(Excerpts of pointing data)
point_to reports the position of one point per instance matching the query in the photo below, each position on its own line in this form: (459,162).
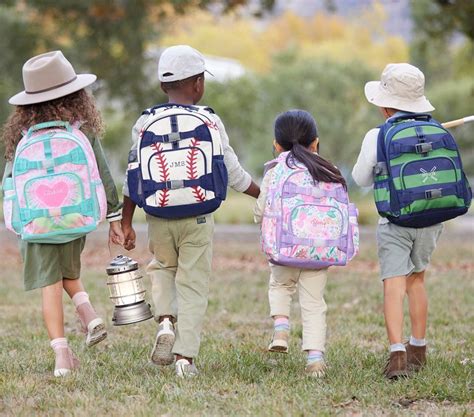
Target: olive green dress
(45,264)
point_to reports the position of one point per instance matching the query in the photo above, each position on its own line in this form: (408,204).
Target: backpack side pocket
(353,233)
(11,211)
(135,184)
(220,177)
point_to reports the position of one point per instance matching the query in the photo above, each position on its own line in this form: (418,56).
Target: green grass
(238,377)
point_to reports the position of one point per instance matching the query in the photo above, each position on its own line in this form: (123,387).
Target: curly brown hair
(75,107)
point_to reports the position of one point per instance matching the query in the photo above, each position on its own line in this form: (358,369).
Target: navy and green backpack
(419,180)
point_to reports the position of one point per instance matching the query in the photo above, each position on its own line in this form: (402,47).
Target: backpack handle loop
(416,116)
(47,125)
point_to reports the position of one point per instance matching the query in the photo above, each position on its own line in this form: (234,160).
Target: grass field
(238,377)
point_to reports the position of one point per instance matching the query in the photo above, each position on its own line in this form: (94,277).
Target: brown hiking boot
(396,366)
(416,357)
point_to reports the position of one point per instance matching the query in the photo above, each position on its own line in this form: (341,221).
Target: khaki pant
(311,283)
(180,273)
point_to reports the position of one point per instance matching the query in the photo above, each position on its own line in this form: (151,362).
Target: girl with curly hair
(54,92)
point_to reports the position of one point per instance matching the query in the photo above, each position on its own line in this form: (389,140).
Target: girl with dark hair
(295,131)
(296,135)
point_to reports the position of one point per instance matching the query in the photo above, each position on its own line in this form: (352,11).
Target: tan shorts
(405,250)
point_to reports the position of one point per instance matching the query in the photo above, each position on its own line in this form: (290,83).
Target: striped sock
(59,343)
(397,347)
(281,324)
(315,356)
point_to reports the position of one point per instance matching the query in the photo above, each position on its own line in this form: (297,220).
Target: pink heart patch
(52,195)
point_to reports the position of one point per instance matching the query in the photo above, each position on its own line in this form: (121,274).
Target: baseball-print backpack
(179,168)
(419,180)
(307,224)
(55,193)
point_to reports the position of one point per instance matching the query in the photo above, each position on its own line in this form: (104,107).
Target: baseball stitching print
(162,197)
(191,169)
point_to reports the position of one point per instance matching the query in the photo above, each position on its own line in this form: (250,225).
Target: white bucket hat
(49,76)
(401,87)
(180,62)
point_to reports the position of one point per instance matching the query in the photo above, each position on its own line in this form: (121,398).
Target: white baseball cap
(180,62)
(401,87)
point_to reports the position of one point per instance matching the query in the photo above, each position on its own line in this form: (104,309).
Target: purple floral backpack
(306,224)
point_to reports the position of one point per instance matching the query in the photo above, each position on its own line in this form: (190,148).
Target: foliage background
(319,63)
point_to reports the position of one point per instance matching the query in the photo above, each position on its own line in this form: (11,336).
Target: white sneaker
(161,353)
(185,369)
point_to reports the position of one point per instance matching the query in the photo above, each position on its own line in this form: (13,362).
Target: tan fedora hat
(49,76)
(401,87)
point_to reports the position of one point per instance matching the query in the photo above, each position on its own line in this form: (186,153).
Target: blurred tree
(331,91)
(454,99)
(18,41)
(109,37)
(325,36)
(437,23)
(440,18)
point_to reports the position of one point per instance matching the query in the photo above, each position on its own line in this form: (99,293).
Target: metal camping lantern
(127,291)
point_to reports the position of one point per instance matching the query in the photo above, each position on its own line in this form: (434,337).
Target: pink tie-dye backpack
(55,193)
(306,224)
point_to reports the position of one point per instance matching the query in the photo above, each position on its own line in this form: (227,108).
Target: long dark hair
(295,131)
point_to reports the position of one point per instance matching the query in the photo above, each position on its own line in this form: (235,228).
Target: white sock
(397,347)
(417,342)
(59,343)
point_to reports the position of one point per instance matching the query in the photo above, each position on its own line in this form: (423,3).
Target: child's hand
(116,234)
(129,236)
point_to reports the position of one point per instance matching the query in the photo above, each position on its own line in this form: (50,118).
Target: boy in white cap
(404,252)
(182,247)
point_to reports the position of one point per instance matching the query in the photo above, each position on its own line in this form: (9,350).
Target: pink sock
(59,343)
(80,298)
(282,320)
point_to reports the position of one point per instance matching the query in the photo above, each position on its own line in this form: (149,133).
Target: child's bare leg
(53,309)
(394,293)
(418,303)
(92,325)
(73,286)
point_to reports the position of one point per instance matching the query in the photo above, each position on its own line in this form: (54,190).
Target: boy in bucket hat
(404,252)
(181,245)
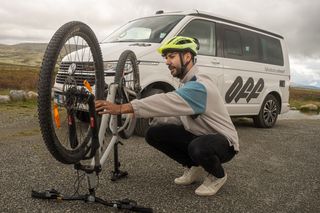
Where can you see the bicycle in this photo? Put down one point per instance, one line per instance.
(72, 76)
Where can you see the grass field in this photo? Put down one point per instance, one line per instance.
(18, 77)
(20, 65)
(300, 96)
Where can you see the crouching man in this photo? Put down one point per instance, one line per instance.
(192, 125)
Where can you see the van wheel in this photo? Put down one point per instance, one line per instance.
(268, 114)
(143, 124)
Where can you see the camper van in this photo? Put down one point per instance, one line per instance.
(248, 64)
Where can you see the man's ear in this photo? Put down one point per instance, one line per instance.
(187, 56)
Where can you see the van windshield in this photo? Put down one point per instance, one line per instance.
(151, 29)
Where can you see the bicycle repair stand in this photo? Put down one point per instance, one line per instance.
(117, 173)
(92, 177)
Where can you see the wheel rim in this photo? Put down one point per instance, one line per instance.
(270, 112)
(74, 65)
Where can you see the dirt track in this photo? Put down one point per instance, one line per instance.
(277, 170)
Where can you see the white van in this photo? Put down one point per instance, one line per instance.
(249, 65)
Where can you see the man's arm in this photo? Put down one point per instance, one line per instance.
(106, 107)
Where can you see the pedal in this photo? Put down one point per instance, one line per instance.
(47, 194)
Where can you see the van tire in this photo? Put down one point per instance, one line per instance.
(142, 124)
(268, 114)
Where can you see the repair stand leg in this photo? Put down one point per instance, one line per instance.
(117, 173)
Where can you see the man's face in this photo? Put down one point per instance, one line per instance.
(173, 62)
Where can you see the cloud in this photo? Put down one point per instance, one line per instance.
(305, 71)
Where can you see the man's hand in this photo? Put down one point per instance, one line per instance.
(106, 107)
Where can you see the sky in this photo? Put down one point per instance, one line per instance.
(37, 20)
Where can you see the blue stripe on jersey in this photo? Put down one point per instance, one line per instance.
(195, 94)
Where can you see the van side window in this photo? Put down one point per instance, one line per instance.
(250, 45)
(204, 31)
(232, 44)
(271, 51)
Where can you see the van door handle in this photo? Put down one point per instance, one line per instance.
(215, 62)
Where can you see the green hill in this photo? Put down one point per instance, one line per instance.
(27, 54)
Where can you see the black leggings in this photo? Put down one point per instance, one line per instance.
(208, 151)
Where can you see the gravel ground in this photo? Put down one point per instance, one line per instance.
(277, 170)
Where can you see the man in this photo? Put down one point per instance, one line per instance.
(194, 127)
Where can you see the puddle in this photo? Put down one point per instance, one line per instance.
(296, 114)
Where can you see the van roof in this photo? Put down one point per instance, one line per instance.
(219, 18)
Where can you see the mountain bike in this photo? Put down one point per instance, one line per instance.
(72, 77)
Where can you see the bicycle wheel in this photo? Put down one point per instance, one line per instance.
(72, 56)
(128, 80)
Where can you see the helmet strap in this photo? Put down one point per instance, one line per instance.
(183, 69)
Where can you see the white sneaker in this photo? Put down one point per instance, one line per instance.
(190, 175)
(211, 185)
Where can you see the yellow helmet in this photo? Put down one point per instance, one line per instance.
(180, 44)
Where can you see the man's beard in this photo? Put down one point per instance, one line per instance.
(176, 73)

§ **TASK PROMPT**: Quote all the lines above exactly as given. Do not include the pictures.

§ **TASK SOLUTION**:
point_to reports the position of one point per instance matching the query in the photo below, each position on its own line in this form: (459,162).
Target: olive green dress
(45,264)
point_to reports the position of one point per instance matching the query in the photo above, each position on its own line in this form: (408,204).
Target: backpack side pocket
(353,233)
(11,211)
(135,184)
(220,177)
point_to reports the position of one point per instance matching the query in the photo above, each position on its own line in this form: (418,56).
Target: green grass
(238,377)
point_to reports the position of one point per instance matching the query in the photo above, each position on its own line in this form: (123,387).
Target: curly brown hair
(75,107)
point_to reports the position of one point per instance matching the query in the photo above, each position on its own line in this form: (358,369).
Target: navy and green backpack
(419,180)
point_to reports the position of one point per instance matching the query in the photo above, each position on its own line in this form: (402,47).
Target: backpack handle loop
(416,116)
(47,125)
point_to reports the position of one point per instance matching the query in the photo above, each position on its own line in this form: (234,160).
Target: grass field
(238,377)
point_to reports the position of one point per instance matching the query in the photo above, each position on its own line in this form: (94,277).
Target: brown hiking boot
(396,366)
(416,357)
point_to reports the position of one point per instance matching the query in the photo above, each position on its own line in this form: (341,221).
Target: khaki pant
(311,283)
(180,273)
point_to reports the position of one point per instance matching the query in the photo above, each position on its own line in this form: (151,362).
Target: girl with curly hair
(54,92)
point_to reports the position of one point per instance matching the query in the photo above, each position on its own line in this form: (389,140).
Target: girl with dark hair
(295,131)
(296,135)
point_to reports the position of one point per instance matching the query in the photo above, each position on its own line in this form: (352,11).
Target: tan shorts
(405,250)
point_to reports the position of one point per instance matching the query in the photo above, each position on its own line in this form: (290,83).
Target: striped sock
(59,343)
(397,347)
(281,324)
(315,356)
point_to reports the position of one point per instance matching the query in the photo above, each position on its own line in this form: (297,220).
Target: pink heart patch
(52,195)
point_to reports the position of one point per instance matching the query in the photo above, each position on its own line in this form: (121,274).
Target: baseball-print backpack
(179,168)
(419,180)
(307,224)
(55,193)
point_to reports the position of one point per instance matching the query in the photo above, each position on its own line in this form: (104,107).
Target: baseball stitching print
(162,197)
(191,169)
point_to reports the position of one point per instance matching the query in the photo above, each position on its own line in this form: (250,225).
Target: white bucket hat
(49,76)
(401,87)
(180,62)
point_to reports the position of one point per instance matching the query in the photo above, each position on its own line in this form: (121,398).
Target: white baseball cap
(180,62)
(401,87)
point_to reports the position of one point per instance matching the query in the photo above, each position on its own line in this form: (104,309).
Target: purple floral backpack
(306,224)
point_to reports the position of one point per instance matching the query in the photo above, each position on its own line in this form: (190,148).
Target: foliage background
(319,63)
point_to reports the position of one point per instance matching the query in the photo above, each position on its own line in this form: (11,336).
Target: white sneaker
(161,353)
(185,369)
point_to reports the position of one point per instance matching the query in the photo above, each position on its own line in this form: (13,362).
Target: tan fedora hat
(49,76)
(401,87)
point_to reports the position of one point per instance matching the query in the photo above, each position on its own line in this form: (186,153).
Target: blurred tree
(331,91)
(454,99)
(18,41)
(109,37)
(325,36)
(437,23)
(440,18)
point_to reports the position of one point per instance matching the query in the photo above, each position on its own line in this form: (99,293).
Target: metal camping lantern
(127,291)
point_to reports the position of one point per instance matching the query in the photo above, each position on its own line in this form: (434,337).
Target: pink tie-dye backpack
(55,193)
(306,224)
point_to reports the position of one point per instance matching the query in the photo above, each position on its own line in this form: (227,108).
Target: long dark hair
(295,131)
point_to reports the position of one point per instance matching the query in the photo above, each position on its own line in this form: (235,228).
Target: white sock
(397,347)
(417,342)
(59,343)
point_to reports the position of one point per instance matching the query in the photo above, each position on its own line in this form: (423,3).
Target: child's hand
(116,234)
(129,236)
point_to reports the position of one point per instance matching the query in the photo above, each position on its own line in this form: (50,118).
Target: boy in white cap
(404,252)
(182,247)
point_to reports the position of one point per instance matching the query in the photo above, each position on its own line in this form: (9,350).
Target: pink sock
(59,343)
(80,298)
(282,320)
point_to reports the position of one point per instance matching the query in the photo above, each position on its own line in this form: (149,133).
Target: child's bare leg
(53,309)
(394,293)
(418,303)
(92,325)
(73,286)
point_to reports the position of one point per instance matching the query in the photo above, each position on its own line in this form: (54,190).
Target: boy in bucket hat
(404,252)
(181,245)
Where can you see the bicycle in this photo? Put down one point per instance, one line per instance.
(72, 76)
Where can you see the grass field in this photo? Put down one point per instance, one line per instance.
(18, 77)
(20, 65)
(300, 96)
Where can you see the crouching man in this photo? Put down one point per instance, one line per instance.
(192, 125)
Where can you see the van wheel in this photo? Put down one point per instance, one line per instance.
(268, 114)
(143, 124)
Where can you see the camper van in this photo? Put down one point per instance, one line per instance.
(248, 64)
Where can you see the man's ear in this photo? Put down one point per instance, one line per instance.
(187, 56)
Where can you see the van windshield in this photo? Put down one point per instance, one line per instance.
(151, 29)
Where can you see the bicycle repair stand in this photo? Put down one point per instance, one line per instance.
(117, 173)
(92, 177)
Where can you see the wheel rim in this photo? Put down one point per instance, one line per instance.
(270, 112)
(74, 65)
Where can you see the dirt track in this photo? Put down one point per instance, one line per instance.
(277, 170)
Where can you see the white van in this photo? Put down one point per instance, one line per instance.
(249, 65)
Where can you see the man's arm in this photo? Put down one point per instance, one line per instance.
(106, 107)
Where can you see the pedal in this photo? Put down one point per instance, one line per instance.
(47, 194)
Where can you see the van tire in this photo? Put down one point per instance, one line per instance.
(142, 124)
(268, 114)
Where can you see the repair stand leg in this photo? Put down one point per instance, one line per instance.
(117, 173)
Where can you see the man's face in this photo? Put down one point per instance, one line per instance.
(173, 62)
Where can you see the cloud in this photo? Put down one point per instance, one line per instance.
(305, 71)
Where can you see the man's hand in this photo? Put down one point per instance, one line per instance.
(106, 107)
Where can you see the sky in this photo? Put down one point per instance, one line per instance.
(37, 20)
Where can you see the blue stripe on jersey in this photo? Put down one point per instance, one line per instance.
(195, 94)
Where can you see the van side window in this photo? Put down one point per instance, one line per instance.
(250, 45)
(204, 31)
(232, 44)
(271, 51)
Where can you see the van door handle in this photo? Put down one point per instance, one line per instance.
(215, 62)
Where can you see the green hill in this photo? Put down one point per instance, one line per instance.
(27, 54)
Where can you see the black leggings in this photo? Put down one point per instance, one line per instance.
(208, 151)
Where can you see the gravel ground in this photo? Put down one point per instance, one line per instance.
(277, 170)
Where can you see the man in this photo? Put down one point per instance, one line per instance.
(194, 127)
Where can you see the puddle in this photo? Put down one point per instance, one line per instance.
(296, 114)
Where can you see the van roof in this photo? Put down one point per instance, one line per instance.
(219, 18)
Where can you see the mountain bike in this photo? Put down one point per instance, one line per instance.
(72, 77)
Where can you see the bicycle wheel in this photo? Put down one point per instance, one line per instance.
(72, 56)
(128, 80)
Where can you see the helmet strap in this photo? Put down one point per instance, one line per instance.
(183, 69)
Where can you see the white sneaker in this photo? Put down one point per instance, one line per instance.
(190, 175)
(211, 185)
Where can you see the yellow helmet in this photo? Put down one point per instance, one line per instance.
(180, 44)
Where can you see the man's beard in this photo? Put down one point per instance, one line per instance.
(176, 73)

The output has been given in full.